| Stated goal |
Reproduce only the lines from the line containing "The component shall locate the street" to the end of the entries below, including both of those lines.

| Data in this exercise |
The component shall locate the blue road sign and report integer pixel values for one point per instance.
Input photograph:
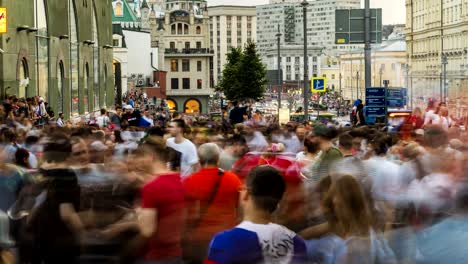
(375, 92)
(375, 110)
(375, 101)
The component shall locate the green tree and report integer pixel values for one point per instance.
(229, 83)
(244, 75)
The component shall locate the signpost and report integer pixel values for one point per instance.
(319, 85)
(3, 20)
(350, 26)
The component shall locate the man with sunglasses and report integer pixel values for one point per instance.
(257, 239)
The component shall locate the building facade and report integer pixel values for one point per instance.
(437, 31)
(287, 17)
(230, 27)
(61, 50)
(388, 64)
(183, 38)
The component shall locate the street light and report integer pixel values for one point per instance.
(304, 5)
(445, 92)
(280, 86)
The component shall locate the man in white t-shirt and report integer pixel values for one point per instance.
(189, 160)
(103, 120)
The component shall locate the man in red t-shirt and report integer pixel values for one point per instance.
(161, 219)
(212, 197)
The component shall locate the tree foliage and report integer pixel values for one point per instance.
(244, 75)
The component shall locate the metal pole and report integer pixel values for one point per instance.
(367, 45)
(280, 86)
(304, 5)
(357, 85)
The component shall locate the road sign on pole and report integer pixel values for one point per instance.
(350, 26)
(319, 84)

| The result |
The component shall locate the street light and report integer pixel values for one point per instance.
(304, 5)
(445, 92)
(280, 86)
The component shall locate the man in white t-shirt and report integer pixel values for one point per instance.
(189, 160)
(103, 120)
The component shall locate the man in red t-shirt and report integer pixel values for one point per instance.
(161, 219)
(212, 197)
The component shall locate the tree foliage and report integer pixel values for one point per instance.
(244, 75)
The component shall locate the metal pole and report integer pixel values for one point per instance.
(367, 45)
(280, 86)
(304, 5)
(357, 85)
The component shall locate the road sign on pole and report integer pixel values for one point per instance.
(350, 26)
(319, 84)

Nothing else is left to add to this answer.